╭──

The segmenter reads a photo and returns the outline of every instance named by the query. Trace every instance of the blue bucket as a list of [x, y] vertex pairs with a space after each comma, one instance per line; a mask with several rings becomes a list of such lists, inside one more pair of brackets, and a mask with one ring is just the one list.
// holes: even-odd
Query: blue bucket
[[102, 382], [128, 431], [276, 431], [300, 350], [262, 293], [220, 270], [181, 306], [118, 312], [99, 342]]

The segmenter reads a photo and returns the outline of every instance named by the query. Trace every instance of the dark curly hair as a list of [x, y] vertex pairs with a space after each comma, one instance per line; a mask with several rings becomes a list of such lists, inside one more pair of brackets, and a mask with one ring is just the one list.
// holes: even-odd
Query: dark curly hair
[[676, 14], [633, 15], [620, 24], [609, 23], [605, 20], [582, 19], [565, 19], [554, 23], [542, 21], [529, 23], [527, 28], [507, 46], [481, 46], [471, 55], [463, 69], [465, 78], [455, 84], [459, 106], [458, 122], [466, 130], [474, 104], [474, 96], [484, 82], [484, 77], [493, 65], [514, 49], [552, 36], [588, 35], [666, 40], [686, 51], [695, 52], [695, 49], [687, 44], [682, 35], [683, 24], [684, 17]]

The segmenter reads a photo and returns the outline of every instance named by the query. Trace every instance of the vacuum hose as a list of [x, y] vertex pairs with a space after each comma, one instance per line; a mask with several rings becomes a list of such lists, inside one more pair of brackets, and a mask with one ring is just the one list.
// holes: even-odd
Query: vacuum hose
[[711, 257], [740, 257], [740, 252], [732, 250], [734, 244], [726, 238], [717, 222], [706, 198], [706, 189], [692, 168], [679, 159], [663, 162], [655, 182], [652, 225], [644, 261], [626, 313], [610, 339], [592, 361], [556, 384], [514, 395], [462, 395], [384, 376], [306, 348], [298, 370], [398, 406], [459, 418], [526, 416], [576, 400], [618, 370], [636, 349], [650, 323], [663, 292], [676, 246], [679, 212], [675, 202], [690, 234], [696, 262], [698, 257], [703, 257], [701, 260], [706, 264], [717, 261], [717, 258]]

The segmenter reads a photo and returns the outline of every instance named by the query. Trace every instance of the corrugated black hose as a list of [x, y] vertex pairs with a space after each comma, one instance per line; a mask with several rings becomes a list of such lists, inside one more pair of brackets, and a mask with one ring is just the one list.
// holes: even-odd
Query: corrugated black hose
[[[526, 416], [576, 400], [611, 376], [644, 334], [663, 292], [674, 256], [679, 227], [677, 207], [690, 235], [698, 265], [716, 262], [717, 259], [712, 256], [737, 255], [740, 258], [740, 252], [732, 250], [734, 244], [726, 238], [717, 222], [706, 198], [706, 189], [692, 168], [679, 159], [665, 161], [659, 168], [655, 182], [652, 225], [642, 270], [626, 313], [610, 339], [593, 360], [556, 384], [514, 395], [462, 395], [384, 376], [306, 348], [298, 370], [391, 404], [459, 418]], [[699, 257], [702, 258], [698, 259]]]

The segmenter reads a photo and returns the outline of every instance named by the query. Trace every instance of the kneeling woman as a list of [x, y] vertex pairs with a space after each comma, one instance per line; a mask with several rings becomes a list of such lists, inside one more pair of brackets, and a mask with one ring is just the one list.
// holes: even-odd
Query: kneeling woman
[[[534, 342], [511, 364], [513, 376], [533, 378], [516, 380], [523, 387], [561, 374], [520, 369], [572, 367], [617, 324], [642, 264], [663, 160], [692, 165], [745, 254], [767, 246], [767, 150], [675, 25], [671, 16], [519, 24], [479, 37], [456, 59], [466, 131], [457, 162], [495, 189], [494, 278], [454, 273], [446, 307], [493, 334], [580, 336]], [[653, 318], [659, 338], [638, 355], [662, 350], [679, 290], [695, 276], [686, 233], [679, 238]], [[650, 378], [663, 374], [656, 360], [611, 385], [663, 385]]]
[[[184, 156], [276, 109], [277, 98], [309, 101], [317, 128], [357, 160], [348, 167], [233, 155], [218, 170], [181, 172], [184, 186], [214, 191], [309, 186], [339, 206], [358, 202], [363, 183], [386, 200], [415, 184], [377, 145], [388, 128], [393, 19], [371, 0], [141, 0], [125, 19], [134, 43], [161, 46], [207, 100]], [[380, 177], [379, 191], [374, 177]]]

╰──

● Your instructions: Reproduce all of the data above verbatim, keeping every line in its original order.

● Answer below:
The segmenter reads a photo and returns the outline of every instance named by the query. Trace every instance of the blue bucket as a list of [x, y] vertex pairs with a space after each comma, one instance per line; a mask with several rings becomes a list of such lists, inside one more pair of brackets, and a mask with one ring is just the one list.
// holes: even-odd
Query: blue bucket
[[102, 382], [128, 431], [276, 431], [300, 350], [262, 293], [220, 270], [181, 306], [118, 312], [99, 342]]

The segmenter reads a photo and returns the outline of every instance named by the query. Trace every instance of the dark curly hair as a list of [x, y] vertex pairs with a space after each comma, one instance per line; a mask with several rings becomes a list of such lists, inside one more pair of brackets, and a mask with one ring is just the one list.
// holes: even-odd
Query: dark curly hair
[[676, 14], [633, 15], [620, 24], [609, 23], [605, 20], [582, 19], [565, 19], [554, 23], [542, 21], [529, 23], [527, 28], [507, 46], [481, 46], [471, 55], [463, 69], [465, 78], [455, 84], [459, 106], [458, 122], [466, 130], [474, 104], [474, 96], [484, 82], [484, 77], [493, 65], [514, 49], [552, 36], [588, 35], [666, 40], [686, 51], [695, 52], [695, 49], [687, 44], [682, 35], [683, 24], [684, 17]]

The segmenter reads a photo and returns the outline of every instance named by the query. Trace every instance of the vacuum hose as a list of [x, y] vertex pairs with a space after each comma, one instance per line; a mask with several rings becomes a list of such lists, inside one more pair of brackets, and a mask with one ring is just the one list.
// holes: even-odd
Query: vacuum hose
[[711, 257], [740, 257], [740, 252], [732, 250], [734, 244], [726, 238], [717, 222], [706, 198], [706, 189], [692, 168], [679, 159], [663, 162], [655, 182], [652, 225], [644, 261], [626, 313], [610, 339], [592, 361], [556, 384], [514, 395], [462, 395], [384, 376], [306, 348], [298, 370], [398, 406], [459, 418], [526, 416], [576, 400], [618, 370], [636, 349], [650, 323], [663, 292], [676, 246], [679, 212], [675, 202], [690, 234], [696, 262], [698, 257], [703, 257], [701, 260], [706, 264], [717, 261], [717, 258]]

The segmenter reads a photo and returns the outline of every instance named by the query. Trace every instance of the corrugated black hose as a list of [x, y] vertex pairs with a space after each comma, one instance per line; a mask with several rings becomes a list of such lists, inside one more pair of brackets, and a mask with one ring is just the one list.
// holes: even-odd
Query: corrugated black hose
[[[526, 416], [576, 400], [611, 376], [644, 334], [663, 292], [674, 256], [679, 227], [677, 207], [690, 235], [698, 265], [716, 262], [717, 259], [712, 256], [737, 255], [740, 258], [740, 252], [732, 250], [734, 244], [726, 238], [717, 222], [706, 198], [706, 189], [692, 168], [679, 159], [665, 161], [659, 168], [655, 182], [652, 225], [642, 270], [626, 313], [610, 339], [593, 360], [556, 384], [514, 395], [462, 395], [384, 376], [306, 348], [298, 370], [391, 404], [459, 418]], [[699, 257], [702, 258], [698, 259]]]

The segmenter reads a photo and returns the outline of every instance named by the query. Trace every instance of the kneeling woman as a list of [x, y] vertex pairs with a space after each comma, one instance per line; a mask with several rings becomes a list of such lists, inside one more pair of brackets, and a mask with one ring is just the one list.
// holes: even-odd
Query: kneeling woman
[[[534, 342], [511, 364], [513, 376], [533, 378], [516, 380], [523, 387], [561, 374], [520, 369], [572, 367], [617, 324], [642, 264], [663, 160], [692, 165], [745, 254], [767, 246], [767, 150], [675, 25], [671, 16], [519, 24], [479, 37], [456, 59], [466, 131], [457, 162], [495, 189], [494, 278], [454, 273], [446, 307], [493, 334], [580, 336]], [[653, 318], [659, 338], [638, 355], [662, 350], [679, 290], [695, 276], [686, 233], [679, 238]], [[650, 378], [663, 374], [656, 360], [611, 385], [663, 385]]]
[[[184, 156], [276, 109], [277, 98], [309, 101], [317, 128], [357, 160], [348, 167], [233, 155], [218, 170], [181, 172], [184, 186], [214, 191], [309, 186], [339, 206], [358, 202], [363, 183], [386, 200], [415, 184], [377, 145], [388, 128], [393, 19], [371, 0], [141, 0], [125, 19], [134, 43], [161, 46], [207, 100]], [[380, 177], [379, 191], [374, 177]]]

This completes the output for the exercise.